(Input data)

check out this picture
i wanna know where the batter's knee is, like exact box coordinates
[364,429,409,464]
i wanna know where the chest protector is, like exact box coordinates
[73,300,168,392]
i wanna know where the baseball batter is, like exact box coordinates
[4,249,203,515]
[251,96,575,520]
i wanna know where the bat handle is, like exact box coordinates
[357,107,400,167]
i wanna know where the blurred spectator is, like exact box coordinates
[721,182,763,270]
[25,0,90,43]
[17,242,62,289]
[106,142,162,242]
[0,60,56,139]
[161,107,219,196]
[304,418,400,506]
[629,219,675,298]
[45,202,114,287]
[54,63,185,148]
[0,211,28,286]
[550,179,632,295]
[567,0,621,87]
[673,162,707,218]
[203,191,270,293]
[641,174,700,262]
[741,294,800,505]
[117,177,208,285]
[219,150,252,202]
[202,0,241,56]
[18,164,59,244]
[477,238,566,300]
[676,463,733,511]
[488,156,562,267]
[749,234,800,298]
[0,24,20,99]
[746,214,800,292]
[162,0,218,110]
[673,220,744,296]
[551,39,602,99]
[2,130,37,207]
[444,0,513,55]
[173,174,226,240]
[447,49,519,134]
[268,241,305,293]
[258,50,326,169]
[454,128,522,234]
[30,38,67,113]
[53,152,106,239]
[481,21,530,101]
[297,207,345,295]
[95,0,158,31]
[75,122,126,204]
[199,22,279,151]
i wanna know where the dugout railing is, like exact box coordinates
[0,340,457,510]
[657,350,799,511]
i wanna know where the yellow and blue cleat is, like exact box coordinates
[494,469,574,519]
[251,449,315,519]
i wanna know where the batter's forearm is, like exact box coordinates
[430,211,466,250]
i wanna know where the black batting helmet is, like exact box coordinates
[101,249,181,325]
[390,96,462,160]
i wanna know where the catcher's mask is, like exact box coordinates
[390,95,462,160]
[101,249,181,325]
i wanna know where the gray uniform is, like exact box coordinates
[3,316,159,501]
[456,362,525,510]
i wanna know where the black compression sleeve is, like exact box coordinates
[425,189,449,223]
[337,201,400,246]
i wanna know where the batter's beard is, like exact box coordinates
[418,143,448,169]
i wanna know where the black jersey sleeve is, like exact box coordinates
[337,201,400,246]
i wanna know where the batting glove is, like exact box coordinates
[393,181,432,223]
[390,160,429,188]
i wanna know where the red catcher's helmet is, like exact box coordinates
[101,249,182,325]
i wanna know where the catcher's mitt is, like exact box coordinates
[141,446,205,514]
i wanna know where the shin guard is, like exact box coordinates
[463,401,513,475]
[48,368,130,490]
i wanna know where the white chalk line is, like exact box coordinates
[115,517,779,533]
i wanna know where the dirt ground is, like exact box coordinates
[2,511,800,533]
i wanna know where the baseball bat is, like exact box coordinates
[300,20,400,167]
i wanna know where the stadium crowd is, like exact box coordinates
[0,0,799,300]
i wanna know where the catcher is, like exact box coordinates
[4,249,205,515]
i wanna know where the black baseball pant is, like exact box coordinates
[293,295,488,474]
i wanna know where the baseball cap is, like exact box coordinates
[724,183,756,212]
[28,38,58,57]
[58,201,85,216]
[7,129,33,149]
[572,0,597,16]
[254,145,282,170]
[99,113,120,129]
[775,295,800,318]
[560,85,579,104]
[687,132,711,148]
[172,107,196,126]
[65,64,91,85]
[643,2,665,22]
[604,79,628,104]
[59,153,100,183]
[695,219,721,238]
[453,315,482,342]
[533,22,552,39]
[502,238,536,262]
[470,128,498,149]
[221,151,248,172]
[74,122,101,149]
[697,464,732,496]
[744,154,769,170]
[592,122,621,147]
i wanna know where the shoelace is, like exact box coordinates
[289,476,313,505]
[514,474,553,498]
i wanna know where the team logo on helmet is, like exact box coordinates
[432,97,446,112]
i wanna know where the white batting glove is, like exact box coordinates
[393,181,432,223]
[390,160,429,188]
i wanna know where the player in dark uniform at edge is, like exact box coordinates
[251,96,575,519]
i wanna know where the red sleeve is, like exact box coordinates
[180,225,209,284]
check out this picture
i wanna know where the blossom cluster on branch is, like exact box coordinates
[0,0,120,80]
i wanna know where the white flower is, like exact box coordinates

(End Input data)

## Work required
Each line above is to be repeated exactly.

## Expected answer
check out this picture
i wanna know where the batter's knee is, like exact box coordinates
[364,429,409,464]
i wanna know where the chest protector is, like exact box coordinates
[73,300,168,392]
i wanna know where the baseball batter is, like exact box coordinates
[4,249,203,515]
[251,96,575,520]
i wanna know where the bat handle is, like exact box coordinates
[357,107,400,167]
i wanna know where the blurred spectator is, like exact box coordinates
[721,182,763,270]
[25,0,90,43]
[17,242,62,289]
[106,142,162,242]
[0,60,56,139]
[161,107,219,196]
[304,418,400,506]
[629,219,675,298]
[45,202,114,287]
[54,63,185,148]
[0,211,28,286]
[550,179,632,295]
[567,0,621,87]
[673,162,707,218]
[203,191,270,293]
[641,174,700,262]
[741,294,800,505]
[117,177,208,285]
[219,150,252,202]
[202,0,241,56]
[18,164,59,244]
[477,238,566,300]
[676,463,733,511]
[488,156,562,267]
[749,234,800,298]
[0,24,20,99]
[746,214,800,292]
[162,0,218,110]
[673,220,744,296]
[551,39,602,99]
[2,130,37,207]
[444,0,513,55]
[173,174,226,240]
[447,49,519,134]
[268,241,305,293]
[258,50,326,169]
[454,128,522,234]
[30,38,67,113]
[53,152,106,239]
[481,21,530,101]
[297,207,345,295]
[95,0,158,31]
[75,122,126,204]
[199,22,279,151]
i wanna know where the dugout railing is, like exact box coordinates
[0,340,457,510]
[657,350,799,511]
i wanna know where the yellow and blue cleat is, like exact box coordinates
[494,469,574,519]
[251,449,315,519]
i wanna know where the batter's forearm is, like exact box coordinates
[430,211,466,250]
i wanna know where the black batting helmet is, like exact box coordinates
[101,249,181,325]
[390,96,462,160]
i wanna know where the catcher's mask is, like exact box coordinates
[390,95,462,160]
[101,249,181,325]
i wanna know where the gray uniform is, like exact box coordinates
[3,316,159,501]
[456,362,525,510]
i wanna know where the black compression sleeve is, like exact box coordinates
[425,189,449,223]
[337,201,400,246]
i wanna know where the batter's beard is, like exact box coordinates
[418,143,448,169]
i wanna know where the black jersey sleeve is, like exact box coordinates
[337,201,400,246]
i wanna know where the batting glove is, like exact box coordinates
[393,181,432,223]
[390,160,429,188]
i wanna know where the red catcher's helmet is, like exact box coordinates
[101,249,182,325]
i wanna know where the catcher's mitt is, like exact box coordinates
[141,446,205,514]
i wanna know where the shin guard is, like exact box coordinates
[463,401,513,475]
[48,368,130,490]
i wanna know where the white chalk line is, like exact box coordinates
[115,517,779,533]
i wanna know where the dirt ground is, like exact box coordinates
[2,511,800,533]
i wanna know where the baseball bat is, like exact box coordinates
[300,20,400,167]
i wanna know where the stadium crowd is, like exact box coordinates
[0,0,799,300]
i wanna know where the catcher is, like exact box coordinates
[4,249,205,515]
i wanna know where the black baseball pant is, like exact box coordinates
[293,295,488,474]
i wanna know where the baseball cap is, like exact box coordinates
[724,183,756,212]
[28,38,58,57]
[58,201,85,216]
[7,129,33,149]
[572,0,597,16]
[254,145,282,170]
[99,113,120,129]
[775,295,800,318]
[560,85,579,104]
[687,132,711,148]
[172,107,196,126]
[65,64,91,85]
[643,2,665,22]
[604,79,628,104]
[59,153,100,183]
[695,219,721,238]
[453,315,482,342]
[533,22,552,39]
[502,238,536,262]
[470,128,498,149]
[221,151,248,172]
[74,122,101,149]
[697,464,732,496]
[744,154,769,170]
[592,122,621,147]
i wanna know where the shoelace is, like exact box coordinates
[289,476,313,505]
[514,474,553,498]
i wanna know where the team logo on helmet is, like exact box coordinates
[432,97,446,112]
i wanna know where the white batting glove is, like exact box coordinates
[393,181,432,223]
[390,160,429,188]
i wanna know where the player in dark uniform at edge is, like exact box coordinates
[251,96,575,519]
i wanna know where the red sleeve is, like exact box coordinates
[180,225,209,284]
check out this picture
i wanna know where the blossom cluster on branch is, like exact box coordinates
[0,0,120,80]
i wanna know where the white flower is, like exact box coordinates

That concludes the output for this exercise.